*** Extract provided Section Begins ***

On the unit my eating disorder knows full well that it can find no balance. I checked it at the door when I entered this treatment center only two short months ago. Unfortunately, each time I go out though, its still right there waiting and wanting to know where we are off to today. So I go, trying to ignore it, trying to leave it behind, hoping that it will realize that its really just not wanted and I have had success with that many times now. Most of those times though have been when out with other people.

So far I have done two meals out completely by myself. The first of them wasn’t a total disaster per se, I just came out of it relatively disheartened. The main point was that I should have followed the plan I had written. Instead I got out there and got overwhelmed, second-guessing the original choices I had made, and just had a lot of trouble coming to a decision. It was a frustrating venture but a learning experience at the same time. My mini-shmorgashboard included an egg salad sandwich with tomato on wheat, a bag of sea-salt multi-grain chips, a banana, and a triple berry yogurt muffin with a water and a soda.

*** Extract provided Section Ends ***

_What you need to do_
A – Decide whether each statement agrees with the account of eating out during treatment, answering yes or no and quoting the words that settle it: (i) The writer entered the treatment center two months ago. (ii) The writer has eaten three meals out alone. (iii) On the first solo meal out, the writer followed the plan they had written.
B – List every food and drink the account of eating out during treatment names as part of the writer's meal.
C – Carry the account of eating out during treatment forward, starting right after its final sentence.
The records that follow the text come from a separate source.

*** Dataset records Section Begins ***

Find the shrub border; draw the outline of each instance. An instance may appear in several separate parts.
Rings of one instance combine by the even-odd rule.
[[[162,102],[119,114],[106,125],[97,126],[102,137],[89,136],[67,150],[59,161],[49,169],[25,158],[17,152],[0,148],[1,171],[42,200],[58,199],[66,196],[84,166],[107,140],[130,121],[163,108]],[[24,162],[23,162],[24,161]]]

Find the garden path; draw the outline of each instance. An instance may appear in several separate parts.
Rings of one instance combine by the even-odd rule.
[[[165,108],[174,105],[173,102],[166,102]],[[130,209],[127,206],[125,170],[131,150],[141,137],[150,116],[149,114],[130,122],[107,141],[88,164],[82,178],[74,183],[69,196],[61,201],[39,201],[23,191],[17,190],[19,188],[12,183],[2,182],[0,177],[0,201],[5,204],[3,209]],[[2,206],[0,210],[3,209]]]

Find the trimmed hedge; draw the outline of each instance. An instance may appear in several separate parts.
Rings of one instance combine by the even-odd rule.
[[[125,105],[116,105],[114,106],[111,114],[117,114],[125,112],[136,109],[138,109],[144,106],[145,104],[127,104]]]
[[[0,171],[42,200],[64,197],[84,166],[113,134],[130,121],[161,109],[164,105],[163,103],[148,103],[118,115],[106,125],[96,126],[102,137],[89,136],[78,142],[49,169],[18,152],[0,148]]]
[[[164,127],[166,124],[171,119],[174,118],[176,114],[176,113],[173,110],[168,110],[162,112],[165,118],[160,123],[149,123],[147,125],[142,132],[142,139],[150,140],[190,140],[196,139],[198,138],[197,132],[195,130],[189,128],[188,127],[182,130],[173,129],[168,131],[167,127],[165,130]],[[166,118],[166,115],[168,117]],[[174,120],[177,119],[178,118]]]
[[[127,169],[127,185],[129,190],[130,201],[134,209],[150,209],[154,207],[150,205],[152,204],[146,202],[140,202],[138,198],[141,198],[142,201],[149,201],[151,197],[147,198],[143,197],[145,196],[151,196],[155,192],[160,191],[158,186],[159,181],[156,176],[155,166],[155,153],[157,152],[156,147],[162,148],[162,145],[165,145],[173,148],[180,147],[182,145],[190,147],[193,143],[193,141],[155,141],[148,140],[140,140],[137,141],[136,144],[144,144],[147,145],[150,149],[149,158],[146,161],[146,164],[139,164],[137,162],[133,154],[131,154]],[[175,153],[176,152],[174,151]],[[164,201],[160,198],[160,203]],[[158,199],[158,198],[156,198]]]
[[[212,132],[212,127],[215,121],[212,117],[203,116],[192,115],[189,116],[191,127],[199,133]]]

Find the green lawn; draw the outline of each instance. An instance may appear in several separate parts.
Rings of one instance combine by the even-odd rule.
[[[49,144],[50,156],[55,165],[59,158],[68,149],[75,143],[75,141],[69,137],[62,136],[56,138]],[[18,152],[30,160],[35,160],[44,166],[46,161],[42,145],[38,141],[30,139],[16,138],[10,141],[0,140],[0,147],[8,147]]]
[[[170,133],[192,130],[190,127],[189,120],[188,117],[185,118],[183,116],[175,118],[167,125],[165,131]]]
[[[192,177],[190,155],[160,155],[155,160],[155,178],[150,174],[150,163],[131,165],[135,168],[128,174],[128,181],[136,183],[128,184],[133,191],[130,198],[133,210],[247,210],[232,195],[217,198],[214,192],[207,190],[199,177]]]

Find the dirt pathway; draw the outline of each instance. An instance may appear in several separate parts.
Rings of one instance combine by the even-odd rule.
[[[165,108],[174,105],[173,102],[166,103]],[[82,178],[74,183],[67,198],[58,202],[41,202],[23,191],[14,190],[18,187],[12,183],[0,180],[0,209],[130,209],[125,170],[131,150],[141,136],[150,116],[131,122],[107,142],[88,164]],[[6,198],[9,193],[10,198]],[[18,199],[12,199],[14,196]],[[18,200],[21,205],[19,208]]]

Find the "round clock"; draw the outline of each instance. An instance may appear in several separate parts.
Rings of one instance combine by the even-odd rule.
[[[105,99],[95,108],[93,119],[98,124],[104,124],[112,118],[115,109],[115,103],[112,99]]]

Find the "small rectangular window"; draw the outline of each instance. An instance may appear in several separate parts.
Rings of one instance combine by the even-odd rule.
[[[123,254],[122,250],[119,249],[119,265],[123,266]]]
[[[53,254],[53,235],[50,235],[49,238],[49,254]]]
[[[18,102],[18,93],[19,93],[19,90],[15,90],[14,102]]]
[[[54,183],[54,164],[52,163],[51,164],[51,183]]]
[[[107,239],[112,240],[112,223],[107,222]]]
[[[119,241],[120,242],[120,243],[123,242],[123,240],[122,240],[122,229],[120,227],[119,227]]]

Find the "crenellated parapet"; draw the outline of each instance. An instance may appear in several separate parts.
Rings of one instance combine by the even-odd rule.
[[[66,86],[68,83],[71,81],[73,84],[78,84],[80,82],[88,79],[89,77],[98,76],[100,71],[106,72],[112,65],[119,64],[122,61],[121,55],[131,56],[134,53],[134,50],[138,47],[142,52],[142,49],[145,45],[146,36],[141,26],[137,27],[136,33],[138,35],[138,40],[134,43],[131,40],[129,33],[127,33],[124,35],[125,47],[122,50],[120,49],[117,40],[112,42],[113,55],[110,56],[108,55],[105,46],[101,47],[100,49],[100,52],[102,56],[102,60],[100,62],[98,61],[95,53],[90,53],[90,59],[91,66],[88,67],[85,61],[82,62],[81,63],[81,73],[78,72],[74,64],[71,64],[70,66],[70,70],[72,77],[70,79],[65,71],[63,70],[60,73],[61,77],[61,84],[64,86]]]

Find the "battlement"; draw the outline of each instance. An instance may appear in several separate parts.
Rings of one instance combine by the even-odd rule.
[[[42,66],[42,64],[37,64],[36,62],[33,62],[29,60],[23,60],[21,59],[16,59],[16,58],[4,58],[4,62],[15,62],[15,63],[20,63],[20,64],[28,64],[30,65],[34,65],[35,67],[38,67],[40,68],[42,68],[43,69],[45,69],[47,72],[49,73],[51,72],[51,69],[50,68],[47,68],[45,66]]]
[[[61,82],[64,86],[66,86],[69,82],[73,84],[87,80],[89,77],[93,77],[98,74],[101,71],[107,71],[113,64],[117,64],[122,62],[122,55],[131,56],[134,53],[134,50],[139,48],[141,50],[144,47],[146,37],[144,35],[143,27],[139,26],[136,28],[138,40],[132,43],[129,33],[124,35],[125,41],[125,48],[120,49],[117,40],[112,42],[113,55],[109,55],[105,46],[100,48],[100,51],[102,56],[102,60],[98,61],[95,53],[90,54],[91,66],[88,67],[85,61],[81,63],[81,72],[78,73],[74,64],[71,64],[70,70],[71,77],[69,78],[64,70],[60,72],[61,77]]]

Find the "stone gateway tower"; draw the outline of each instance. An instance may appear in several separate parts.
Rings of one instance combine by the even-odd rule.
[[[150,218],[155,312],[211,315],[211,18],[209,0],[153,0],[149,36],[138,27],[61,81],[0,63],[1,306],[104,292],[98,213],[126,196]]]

*** Dataset records Section Ends ***

_Responses by task_
A –
(i) Yes: "I checked it at the door when I entered this treatment center only two short months ago."
(ii) No: "So far I have done two meals out completely by myself."
(iii) No: "The main point was that I should have followed the plan I had written. Instead I got out there and got overwhelmed"

B –
- An egg salad sandwich with tomato on wheat
- A bag of sea-salt multi-grain chips
- A banana
- A triple berry yogurt muffin
- A water
- A soda

C –
I wound up eating about half of each item and calling it lunch. Its hard because we are supposed to get about 900 calories per meal but its gets really difficult to estimate the amounts for items without labels. I know its not supposed to be a strict science but in the beginning nerves get wracked because we haven’t yet learned the flexibility, intuitive eating, and general friendliness of food that should be the end result of all this.

Today was dinner. It was a  dark, rain-soaked, two-block walk to Reme’s up the street. This was the first time I had been there and the little restaurant with the red awning was the exact opposite of its foretold crowdedness. It could have been the dreary weather or the early meal time but, whatever the reason, I had my pick of tables and chose a booth in the corner. The pass meal was written for a Hawaiian ham steak with sides but the price on the menu was a good $3 over what the unit menu said so the plan changed. I wound up getting a hot open brisket sandwich with fries and a dish of green beans. Not so keen on the sandwich bread I ate all the meat and beans. I gave the fries a fair shot too but they were very much lacking in the flavor department, even with catsup, so I gave up.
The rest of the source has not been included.